====== Information supplied ======

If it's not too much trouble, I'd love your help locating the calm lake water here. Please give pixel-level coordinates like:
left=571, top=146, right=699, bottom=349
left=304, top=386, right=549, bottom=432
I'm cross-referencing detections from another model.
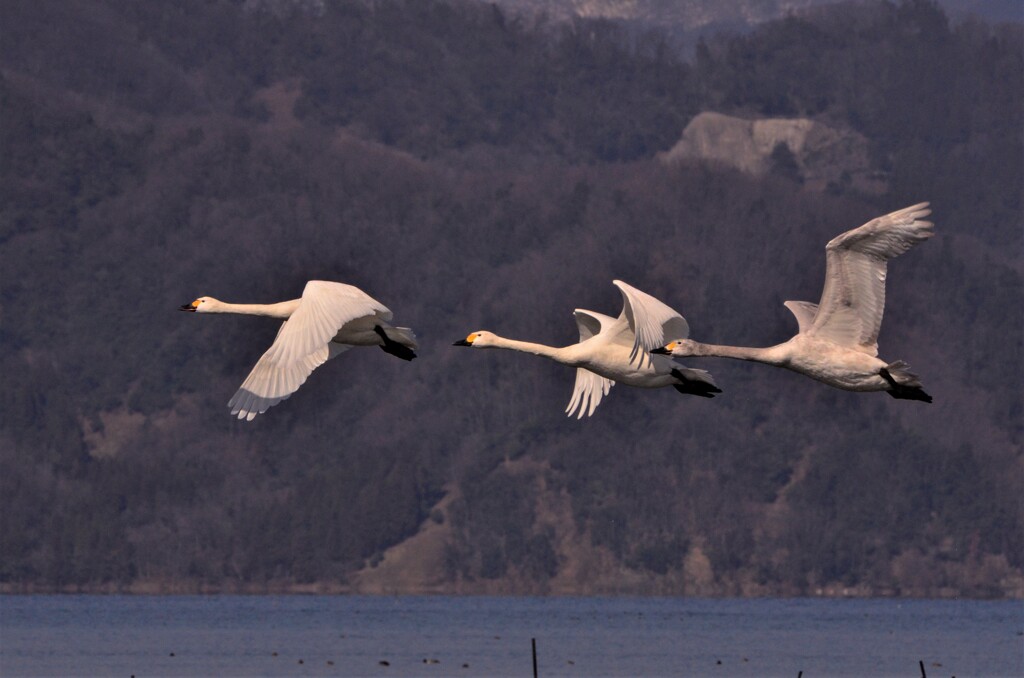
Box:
left=0, top=596, right=1024, bottom=678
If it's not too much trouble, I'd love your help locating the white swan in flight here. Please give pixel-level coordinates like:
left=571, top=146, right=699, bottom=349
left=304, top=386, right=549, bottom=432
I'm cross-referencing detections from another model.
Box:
left=181, top=281, right=417, bottom=421
left=652, top=203, right=934, bottom=402
left=455, top=281, right=722, bottom=419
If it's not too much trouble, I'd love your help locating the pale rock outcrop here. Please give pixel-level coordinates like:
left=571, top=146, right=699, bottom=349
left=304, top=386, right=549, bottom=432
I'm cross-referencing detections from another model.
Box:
left=658, top=112, right=885, bottom=193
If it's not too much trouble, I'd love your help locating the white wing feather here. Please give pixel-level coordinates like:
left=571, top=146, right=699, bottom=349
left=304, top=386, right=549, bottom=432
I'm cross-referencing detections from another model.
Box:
left=807, top=203, right=935, bottom=355
left=612, top=281, right=690, bottom=368
left=782, top=301, right=818, bottom=334
left=565, top=368, right=615, bottom=419
left=227, top=281, right=391, bottom=421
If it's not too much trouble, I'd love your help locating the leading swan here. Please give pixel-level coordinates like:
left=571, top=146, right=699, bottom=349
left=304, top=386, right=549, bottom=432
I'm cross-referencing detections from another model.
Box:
left=181, top=281, right=417, bottom=421
left=651, top=203, right=934, bottom=402
left=455, top=281, right=722, bottom=419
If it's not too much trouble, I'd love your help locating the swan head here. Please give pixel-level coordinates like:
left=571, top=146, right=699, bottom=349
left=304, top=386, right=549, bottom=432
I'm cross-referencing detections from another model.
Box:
left=650, top=339, right=697, bottom=357
left=178, top=297, right=219, bottom=313
left=452, top=330, right=498, bottom=348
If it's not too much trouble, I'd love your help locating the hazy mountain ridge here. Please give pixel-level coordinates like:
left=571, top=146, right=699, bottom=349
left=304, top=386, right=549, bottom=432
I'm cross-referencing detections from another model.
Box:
left=0, top=1, right=1024, bottom=595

======

Work to complete: Copy out, word for word, the stretch of the listing from the line containing "locating the pale" through the line containing "left=658, top=112, right=885, bottom=193", both lines included.

Exercise result:
If it's not too much trouble, I'd love your help locating the pale rock outcrop here. Please give pixel-level coordinates like:
left=571, top=146, right=699, bottom=349
left=304, top=386, right=549, bottom=432
I'm cross-referencing detections from another model.
Box:
left=658, top=112, right=885, bottom=193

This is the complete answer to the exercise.